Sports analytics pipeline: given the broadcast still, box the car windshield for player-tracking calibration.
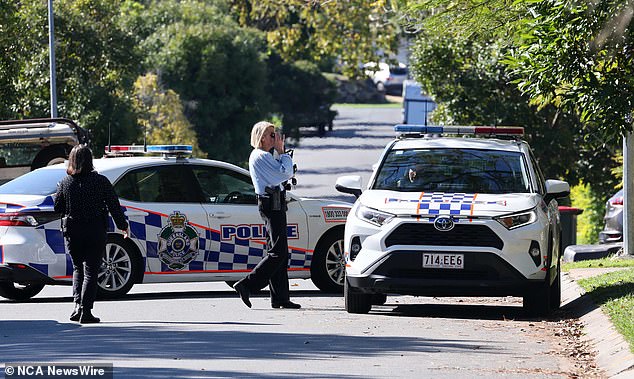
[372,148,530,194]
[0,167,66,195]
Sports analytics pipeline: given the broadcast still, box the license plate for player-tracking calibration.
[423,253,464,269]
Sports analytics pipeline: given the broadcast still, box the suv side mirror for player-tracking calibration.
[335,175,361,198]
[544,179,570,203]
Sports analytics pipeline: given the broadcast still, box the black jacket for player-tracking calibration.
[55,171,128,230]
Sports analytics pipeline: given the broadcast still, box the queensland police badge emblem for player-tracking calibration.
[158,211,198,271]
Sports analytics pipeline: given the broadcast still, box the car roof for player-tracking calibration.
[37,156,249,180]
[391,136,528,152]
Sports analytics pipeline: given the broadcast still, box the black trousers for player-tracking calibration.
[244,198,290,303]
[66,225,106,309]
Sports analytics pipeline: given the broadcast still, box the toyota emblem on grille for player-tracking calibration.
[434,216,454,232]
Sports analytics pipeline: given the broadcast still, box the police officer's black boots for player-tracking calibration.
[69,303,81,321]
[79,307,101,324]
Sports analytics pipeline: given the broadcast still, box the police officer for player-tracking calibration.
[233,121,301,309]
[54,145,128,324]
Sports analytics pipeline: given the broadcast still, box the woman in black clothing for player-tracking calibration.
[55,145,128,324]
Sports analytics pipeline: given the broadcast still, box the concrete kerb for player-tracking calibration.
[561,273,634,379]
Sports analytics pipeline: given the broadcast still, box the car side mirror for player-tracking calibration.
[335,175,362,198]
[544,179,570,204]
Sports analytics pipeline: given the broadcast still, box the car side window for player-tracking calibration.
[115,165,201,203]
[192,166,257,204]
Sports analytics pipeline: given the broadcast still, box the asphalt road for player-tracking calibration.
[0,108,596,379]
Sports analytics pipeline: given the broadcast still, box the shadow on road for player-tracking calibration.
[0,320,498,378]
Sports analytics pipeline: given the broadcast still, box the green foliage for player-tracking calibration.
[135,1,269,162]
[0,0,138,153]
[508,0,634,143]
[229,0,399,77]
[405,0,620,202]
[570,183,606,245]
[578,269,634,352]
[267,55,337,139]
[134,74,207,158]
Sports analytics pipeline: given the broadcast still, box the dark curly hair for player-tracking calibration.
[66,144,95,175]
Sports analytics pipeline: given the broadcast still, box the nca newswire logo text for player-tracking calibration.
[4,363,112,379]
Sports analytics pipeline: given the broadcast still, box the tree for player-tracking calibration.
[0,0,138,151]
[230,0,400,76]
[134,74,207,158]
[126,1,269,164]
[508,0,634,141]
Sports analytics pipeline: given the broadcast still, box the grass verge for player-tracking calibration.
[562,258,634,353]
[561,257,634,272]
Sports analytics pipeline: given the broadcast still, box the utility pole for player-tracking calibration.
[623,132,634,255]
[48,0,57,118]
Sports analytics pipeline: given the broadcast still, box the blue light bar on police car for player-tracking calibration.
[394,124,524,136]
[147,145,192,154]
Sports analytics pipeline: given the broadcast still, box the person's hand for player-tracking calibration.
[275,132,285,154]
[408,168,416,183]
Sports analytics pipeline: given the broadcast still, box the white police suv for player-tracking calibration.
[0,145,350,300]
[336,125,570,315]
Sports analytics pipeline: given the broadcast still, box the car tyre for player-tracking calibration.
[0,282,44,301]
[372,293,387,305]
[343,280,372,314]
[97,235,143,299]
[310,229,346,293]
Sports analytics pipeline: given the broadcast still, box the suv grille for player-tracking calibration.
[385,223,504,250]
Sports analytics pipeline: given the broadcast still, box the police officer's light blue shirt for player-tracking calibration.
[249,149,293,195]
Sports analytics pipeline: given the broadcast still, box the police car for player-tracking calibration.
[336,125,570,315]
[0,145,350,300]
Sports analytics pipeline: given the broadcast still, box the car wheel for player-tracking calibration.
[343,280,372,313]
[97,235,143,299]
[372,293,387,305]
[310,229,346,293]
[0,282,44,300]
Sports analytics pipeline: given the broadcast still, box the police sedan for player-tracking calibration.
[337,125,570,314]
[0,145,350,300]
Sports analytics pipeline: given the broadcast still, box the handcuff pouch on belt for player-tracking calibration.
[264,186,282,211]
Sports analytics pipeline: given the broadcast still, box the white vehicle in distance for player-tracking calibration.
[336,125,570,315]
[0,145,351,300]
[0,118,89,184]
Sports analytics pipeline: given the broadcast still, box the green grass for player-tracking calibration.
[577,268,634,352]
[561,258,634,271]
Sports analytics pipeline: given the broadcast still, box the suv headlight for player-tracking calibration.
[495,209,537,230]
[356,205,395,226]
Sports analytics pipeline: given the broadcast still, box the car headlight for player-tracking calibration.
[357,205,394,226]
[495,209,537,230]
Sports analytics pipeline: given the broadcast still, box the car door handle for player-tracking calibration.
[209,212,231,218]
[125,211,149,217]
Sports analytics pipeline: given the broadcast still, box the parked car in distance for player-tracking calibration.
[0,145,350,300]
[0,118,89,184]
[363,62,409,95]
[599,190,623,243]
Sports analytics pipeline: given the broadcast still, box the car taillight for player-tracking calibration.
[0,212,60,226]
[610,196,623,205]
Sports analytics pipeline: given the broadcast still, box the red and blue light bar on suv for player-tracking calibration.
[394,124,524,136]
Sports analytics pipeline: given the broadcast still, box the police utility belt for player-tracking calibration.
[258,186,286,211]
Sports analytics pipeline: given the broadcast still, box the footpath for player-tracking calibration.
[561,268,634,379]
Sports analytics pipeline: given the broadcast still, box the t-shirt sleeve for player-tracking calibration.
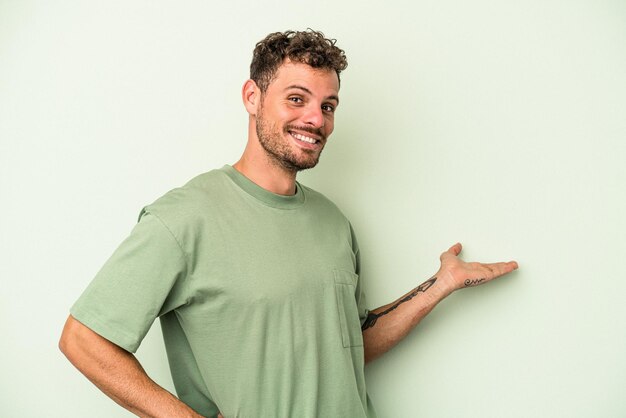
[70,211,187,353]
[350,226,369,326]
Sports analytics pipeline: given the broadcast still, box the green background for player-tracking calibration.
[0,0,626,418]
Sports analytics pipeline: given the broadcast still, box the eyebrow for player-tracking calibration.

◆ The problem ◆
Convert all of the material above into a JSON list of strings, with one string for each line and blank lines omitted. Leave the pictures out of the list.

◆ Task answer ◆
[
  "Sports analytics pipeline: given the broadcast still, box the car windshield for player-tracking calibration.",
  "[372,148,530,194]",
  "[0,167,66,195]",
  "Sports analytics pipeline: given the broadcast still, box the license plate for player-tracking calibration.",
  "[423,253,464,269]",
  "Sports analytics pipeline: given the broadcast still, box the suv side mirror for player-tracking calibration.",
  "[335,175,361,198]",
  "[544,179,570,203]",
  "Sports analytics pipeline: given the broadcast still, box the black jacket for player-tracking calibration.",
  "[55,171,128,230]",
  "Sports analytics pipeline: given the broadcast still, box the queensland police badge emblem for player-tracking calibration.",
  "[158,211,198,271]",
  "Sports analytics pipeline: given the broadcast still, box the car roof for player-tracking calibration.",
  "[37,156,249,180]",
  "[391,136,528,152]",
  "Sports analytics pipeline: given the broadcast still, box the black trousers for player-tracking calibration.",
  "[244,198,290,303]",
  "[66,225,106,309]",
  "Sports analytics pipeline: given the broadcast still, box the toyota emblem on grille for player-tracking calibration.",
  "[434,216,454,232]",
  "Sports analytics pipeline: given the broadcast still, box the police officer's black boots for player-tracking calibration.",
  "[69,303,81,321]",
  "[79,307,101,324]",
  "Sports analytics pipeline: given the broadcast still, box the police officer for player-tracking calibration.",
  "[233,121,301,309]",
  "[54,145,128,324]",
  "Sports analytics pipeline: given the broadcast still, box the woman in black clothing for player-tracking calibration.",
  "[55,145,128,324]",
  "Sports analytics pipeline: given the broadcast still, box the concrete kerb for player-tracking calibration.",
  "[561,273,634,379]",
  "Sports analytics pipeline: given the broadcast still, box the car side mirror for player-tracking calibration.",
  "[335,175,362,198]",
  "[544,179,570,204]",
  "Sports analytics pipeline: given the broadcast still, box the car side window for player-tracking calibration.",
  "[115,165,201,203]",
  "[192,166,257,204]",
  "Sports analytics pipeline: given the broadcast still, box the asphalt road for player-tracking calibration.",
  "[0,108,596,379]",
  "Sports analytics pipeline: given the broadcast still, box the shadow on road for player-tracking calibration.",
  "[0,320,498,378]",
  "Sports analytics pipeline: given the broadcast still, box the green foliage for player-tracking calibration.",
  "[135,1,269,162]",
  "[0,0,138,153]",
  "[508,0,634,143]",
  "[229,0,399,77]",
  "[405,0,620,202]",
  "[570,183,606,245]",
  "[578,269,634,352]",
  "[267,55,337,139]",
  "[134,74,207,158]",
  "Sports analytics pipeline: given the broadcast still, box the dark curly hair for player-tracking calibration.",
  "[66,144,95,175]",
  "Sports analytics pipeline: given the broadcast still, box the nca newswire logo text for player-tracking calibration.",
  "[4,363,112,379]",
  "Sports analytics pipeline: given the broadcast still, box the tree for player-tracking calibration.",
  "[0,0,138,151]",
  "[230,0,400,76]",
  "[134,74,207,158]",
  "[126,1,269,164]",
  "[508,0,634,141]",
  "Sports analytics pipeline: given the broadcast still, box the grass verge for player-tracking calibration.",
  "[562,258,634,353]",
  "[561,257,634,272]",
  "Sports analytics pipeline: given the broadcast still, box the utility pole for player-tracking calibration.",
  "[623,132,634,255]",
  "[48,0,57,118]",
  "Sports analytics pipeline: given the broadcast still, box the blue light bar on police car for player-tracking calibration.",
  "[394,124,524,136]",
  "[147,145,192,154]",
  "Sports analytics pipeline: given the broadcast still, box the person's hand for player-tracking calibration.",
  "[275,132,285,154]",
  "[408,168,416,183]",
  "Sports analytics pipeline: given the broadcast still, box the white police suv for player-tracking calibration.",
  "[0,145,350,300]",
  "[336,125,570,315]",
  "Sports analytics pipeline: given the broadcast still, box the car tyre for player-tracking calibration.",
  "[0,282,44,301]",
  "[372,293,387,305]",
  "[343,280,372,314]",
  "[97,235,143,299]",
  "[310,229,346,293]",
  "Sports analytics pipeline: given the broadcast still, box the suv grille for player-tracking calibration.",
  "[385,223,504,250]",
  "Sports analytics pipeline: given the broadcast still, box the police officer's light blue shirt for player-tracking calibration.",
  "[249,149,293,195]",
  "Sports analytics pipeline: given the broadcast still, box the police car for player-tracking calibration.",
  "[336,125,570,315]",
  "[0,145,350,300]",
  "Sports analytics pipeline: given the broadcast still, box the car wheel for player-tracking calibration.",
  "[343,280,372,313]",
  "[97,235,143,299]",
  "[372,293,387,305]",
  "[310,229,346,293]",
  "[0,282,44,300]",
  "Sports analytics pipeline: given the broadcast still, box the police sedan for player-tracking calibration.",
  "[337,125,570,314]",
  "[0,145,350,300]",
  "Sports analytics pipeline: given the broadcast still, box the handcuff pouch on belt for player-tracking calibration.",
  "[264,186,282,211]",
  "Sports analytics pipeline: given the broadcast still, box the white vehicle in distance for player-tracking calibration.",
  "[336,125,570,315]",
  "[0,145,351,300]",
  "[0,118,89,184]",
  "Sports analytics pipeline: given the broadcast still, box the green grass for player-tracking calibration.",
  "[577,268,634,352]",
  "[561,258,634,271]",
  "Sports analytics pipeline: given the broadcast still, box the suv headlight for player-tracking calibration.",
  "[495,209,537,230]",
  "[356,205,395,226]",
  "Sports analytics pipeline: given the broadcast still, box the car headlight for player-tracking calibration.",
  "[357,205,394,226]",
  "[495,209,537,230]",
  "Sports analytics pipeline: given the broadcast still, box the car door handle for player-tracking calibration.",
  "[209,212,231,218]",
  "[125,211,149,217]",
  "Sports analytics pipeline: given the broadcast still, box the parked car in distance for player-tracking calibration.",
  "[0,145,350,300]",
  "[0,118,89,184]",
  "[363,62,409,95]",
  "[599,190,623,243]",
  "Sports analytics pipeline: given the broadcast still, box the car taillight for player-tracking calibration.",
  "[0,212,60,226]",
  "[610,196,623,205]",
  "Sports analytics pipeline: given the broadcast still, box the red and blue light bar on suv for player-tracking calibration.",
  "[394,124,524,136]",
  "Sports analytics pipeline: given the broadcast still, box the police utility belt for player-tracking calibration.",
  "[258,186,286,211]",
  "Sports analytics pipeline: given the broadcast still, box the footpath for player-tracking calibration.",
  "[561,268,634,379]",
  "Sports analytics pipeline: given the broadcast still, box the t-shirt sleeve for player-tracking calibration.",
  "[70,211,187,353]",
  "[350,226,369,326]",
  "Sports analytics pipeline: given the broadcast still, box the green background for player-tracking calibration.",
  "[0,0,626,418]",
  "Sports analytics pipeline: given the broadcast still, box the eyebrow for player-tracking calibration."
]